What you are asked to do.
Retype the items below line for line, changing nothing.
──────── Exercise inputs ────────
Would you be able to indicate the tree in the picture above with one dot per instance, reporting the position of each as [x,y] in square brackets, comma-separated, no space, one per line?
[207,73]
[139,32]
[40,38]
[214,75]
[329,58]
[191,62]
────────
Exercise response.
Would you be able to indicate the tree in the picture above with one dot per instance, reporting the position of each as [x,y] in square brackets, comma-separated, no space, one per line?
[207,73]
[139,32]
[40,38]
[214,75]
[329,58]
[191,62]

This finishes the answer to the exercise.